• **Exercise 1**:
According to the passage on parallelogram angles below, what is the sum of all four angles of a parallelogram?

--- START Passage given ---

Know about angles of a parallelogram, representation, properties, related theorems and solved examples online. Find the remaining angles when one angle has been given.

MathsMath ArticleAngles Of A Parallelogram

## Angles of a Parallelogram

A quadrilateral whose two pairs of sides are parallel to each and the four angles at the vertices are not equal to the right angle, and then the quadrilateral is called a parallelogram. Also, the opposite sides are equal in length.

Here,

AD = BC (opposite sides)

AB = CD (opposite sides)

Sum of all the four angles = 360 degrees

Learn more about the parallelogram here.

The important properties of angles of a parallelogram are:

If one angle of a parallelogram is a right angle, then all the angles are right angles

Opposite angles of a parallelogram are equal (or congruent)

Consecutive angles are supplementary angles to each other (that means they add up to 180 degrees)

**Read more:**

Area of Parallelogram

Lines And Angles Class 7

Parallel Lines Transversals Angle

Perimeter of Parallelogram

## Opposite Angles of a Parallelogram

In the above parallelogram, A, C and B, D are a pair of opposite angles.

Therefore, ∠A = ∠C and ∠B = ∠D

Also, we have different theorems based on the angles of a parallelogram. They are explained below along with proofs.

## Opposite Angles of a Parallelogram are equal

**Theorem:**Prove that the opposite angles of a parallelogram are equal.

Given: Parallelogram ABCD.

To prove: ∠B = ∠D and ∠A =∠C

**Proof:**

In the parallelogram ABCD,

AB || CD and AD || BC

Consider triangle ABC and triangle ADC,

AC = AC (common side)

We know that alternate interior angles are equal.

∠1 = ∠4 ∠2 = ∠3

By ASA congruence criterion, two triangles are congruent to each other.

Therefore, ∠B = ∠D and ∠A =∠C

Hence, it is proved that the opposite angles of a parallelogram are equal.

## Consecutive Angles of a Parallelogram

**Theorem:**Prove that any consecutive angles of a parallelogram are supplementary.

Given: Parallelogram ABCD.

To prove: ∠A + ∠B = 180 degrees, ∠C + ∠D = 180 degrees

**Proof:**

AB ∥ CD and AD is transversal.

We know that interior angles on the same side of a transversal are supplementary.

Therefore, ∠A + ∠D = 180°

Similarly, ∠B + ∠C = 180°, ∠C + ∠D = 180° and ∠A + ∠B = 180°.

--- END Passage given ---

• **Exercise 2**:
Return every line of the records that contains the string "sliced". Case counts.

--- START Excerpted records ---

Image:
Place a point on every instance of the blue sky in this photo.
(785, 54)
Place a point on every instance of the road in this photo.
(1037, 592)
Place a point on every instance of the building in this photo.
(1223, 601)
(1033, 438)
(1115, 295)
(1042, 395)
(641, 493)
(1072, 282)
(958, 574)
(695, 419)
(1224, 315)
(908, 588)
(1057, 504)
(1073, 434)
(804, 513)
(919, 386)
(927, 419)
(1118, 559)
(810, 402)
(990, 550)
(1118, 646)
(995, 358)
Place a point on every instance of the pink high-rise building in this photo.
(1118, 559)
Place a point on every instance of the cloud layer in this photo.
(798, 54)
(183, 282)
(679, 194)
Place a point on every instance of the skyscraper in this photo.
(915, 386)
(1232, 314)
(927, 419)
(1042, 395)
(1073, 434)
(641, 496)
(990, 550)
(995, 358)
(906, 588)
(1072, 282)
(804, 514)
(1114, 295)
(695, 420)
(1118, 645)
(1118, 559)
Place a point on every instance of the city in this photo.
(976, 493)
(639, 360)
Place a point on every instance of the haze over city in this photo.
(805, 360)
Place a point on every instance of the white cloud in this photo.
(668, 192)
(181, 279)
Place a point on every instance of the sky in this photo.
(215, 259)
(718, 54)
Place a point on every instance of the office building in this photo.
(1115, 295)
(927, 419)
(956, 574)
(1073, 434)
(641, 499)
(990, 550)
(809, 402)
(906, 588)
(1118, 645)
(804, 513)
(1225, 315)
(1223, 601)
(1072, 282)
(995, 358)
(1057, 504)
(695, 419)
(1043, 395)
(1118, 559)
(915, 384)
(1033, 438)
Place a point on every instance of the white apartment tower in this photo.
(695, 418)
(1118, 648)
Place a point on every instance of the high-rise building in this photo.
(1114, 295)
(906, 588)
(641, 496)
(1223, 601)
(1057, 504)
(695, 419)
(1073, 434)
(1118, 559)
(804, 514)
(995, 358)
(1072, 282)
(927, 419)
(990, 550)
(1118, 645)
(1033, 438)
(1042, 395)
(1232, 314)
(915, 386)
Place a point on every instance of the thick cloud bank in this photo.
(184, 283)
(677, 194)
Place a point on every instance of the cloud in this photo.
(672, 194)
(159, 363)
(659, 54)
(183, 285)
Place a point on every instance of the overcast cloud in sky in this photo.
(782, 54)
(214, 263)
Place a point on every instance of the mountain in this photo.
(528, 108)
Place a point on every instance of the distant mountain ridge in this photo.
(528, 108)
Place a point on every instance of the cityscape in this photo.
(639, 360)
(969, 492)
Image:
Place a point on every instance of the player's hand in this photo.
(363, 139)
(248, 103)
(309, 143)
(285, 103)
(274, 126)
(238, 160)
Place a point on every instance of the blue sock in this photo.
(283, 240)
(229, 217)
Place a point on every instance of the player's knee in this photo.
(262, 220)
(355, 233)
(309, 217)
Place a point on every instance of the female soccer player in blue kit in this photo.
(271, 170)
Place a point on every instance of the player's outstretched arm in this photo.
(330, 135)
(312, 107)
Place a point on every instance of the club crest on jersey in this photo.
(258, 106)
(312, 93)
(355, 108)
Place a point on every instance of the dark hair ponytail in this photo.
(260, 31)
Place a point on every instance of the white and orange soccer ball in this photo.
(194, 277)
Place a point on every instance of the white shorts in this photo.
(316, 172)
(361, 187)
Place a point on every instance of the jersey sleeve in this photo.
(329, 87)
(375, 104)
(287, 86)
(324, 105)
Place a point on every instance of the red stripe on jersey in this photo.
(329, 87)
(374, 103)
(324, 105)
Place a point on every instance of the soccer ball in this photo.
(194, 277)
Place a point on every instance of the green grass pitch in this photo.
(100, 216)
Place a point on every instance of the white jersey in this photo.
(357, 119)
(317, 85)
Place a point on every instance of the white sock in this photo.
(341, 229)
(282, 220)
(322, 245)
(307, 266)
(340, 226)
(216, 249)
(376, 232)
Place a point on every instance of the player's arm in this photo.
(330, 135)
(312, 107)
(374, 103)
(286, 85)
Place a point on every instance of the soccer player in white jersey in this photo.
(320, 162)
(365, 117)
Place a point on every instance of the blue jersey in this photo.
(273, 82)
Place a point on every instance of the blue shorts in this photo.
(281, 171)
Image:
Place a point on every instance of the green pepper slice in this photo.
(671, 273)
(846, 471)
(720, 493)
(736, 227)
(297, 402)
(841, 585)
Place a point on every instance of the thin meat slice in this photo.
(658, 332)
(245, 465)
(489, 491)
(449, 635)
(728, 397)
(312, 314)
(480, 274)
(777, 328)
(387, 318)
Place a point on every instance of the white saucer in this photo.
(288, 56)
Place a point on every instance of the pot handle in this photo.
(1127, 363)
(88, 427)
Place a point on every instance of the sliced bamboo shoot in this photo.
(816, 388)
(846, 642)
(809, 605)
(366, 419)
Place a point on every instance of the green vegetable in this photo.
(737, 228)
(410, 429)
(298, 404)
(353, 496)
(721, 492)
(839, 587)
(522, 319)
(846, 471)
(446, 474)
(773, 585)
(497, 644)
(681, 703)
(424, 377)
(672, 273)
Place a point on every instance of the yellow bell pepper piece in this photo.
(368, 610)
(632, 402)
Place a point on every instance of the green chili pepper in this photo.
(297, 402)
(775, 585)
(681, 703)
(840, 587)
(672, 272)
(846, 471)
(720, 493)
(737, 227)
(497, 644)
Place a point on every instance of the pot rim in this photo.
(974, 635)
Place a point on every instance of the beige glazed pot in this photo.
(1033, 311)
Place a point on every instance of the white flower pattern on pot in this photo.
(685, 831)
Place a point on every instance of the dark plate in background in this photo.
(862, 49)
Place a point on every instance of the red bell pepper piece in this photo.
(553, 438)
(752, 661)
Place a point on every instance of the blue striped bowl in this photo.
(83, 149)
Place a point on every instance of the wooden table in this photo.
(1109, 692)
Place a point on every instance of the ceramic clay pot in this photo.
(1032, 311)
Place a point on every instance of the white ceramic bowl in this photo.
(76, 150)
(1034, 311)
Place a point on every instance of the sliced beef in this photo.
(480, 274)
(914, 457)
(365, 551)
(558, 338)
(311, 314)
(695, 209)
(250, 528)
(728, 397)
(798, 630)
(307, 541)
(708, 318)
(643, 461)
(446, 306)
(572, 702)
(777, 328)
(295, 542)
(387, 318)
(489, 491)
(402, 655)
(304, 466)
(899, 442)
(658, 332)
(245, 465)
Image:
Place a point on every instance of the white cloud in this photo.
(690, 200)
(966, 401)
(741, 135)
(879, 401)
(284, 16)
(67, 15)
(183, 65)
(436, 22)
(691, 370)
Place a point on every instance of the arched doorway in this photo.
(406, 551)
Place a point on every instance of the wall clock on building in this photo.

--- END Excerpted records ---

• **Worked solution 1**:
The sum of all four angles is 360 degrees.

• **Worked solution 2**:
Place a point on every instance of the sliced bamboo shoot in this photo.
Place a point on every instance of the sliced beef in this photo.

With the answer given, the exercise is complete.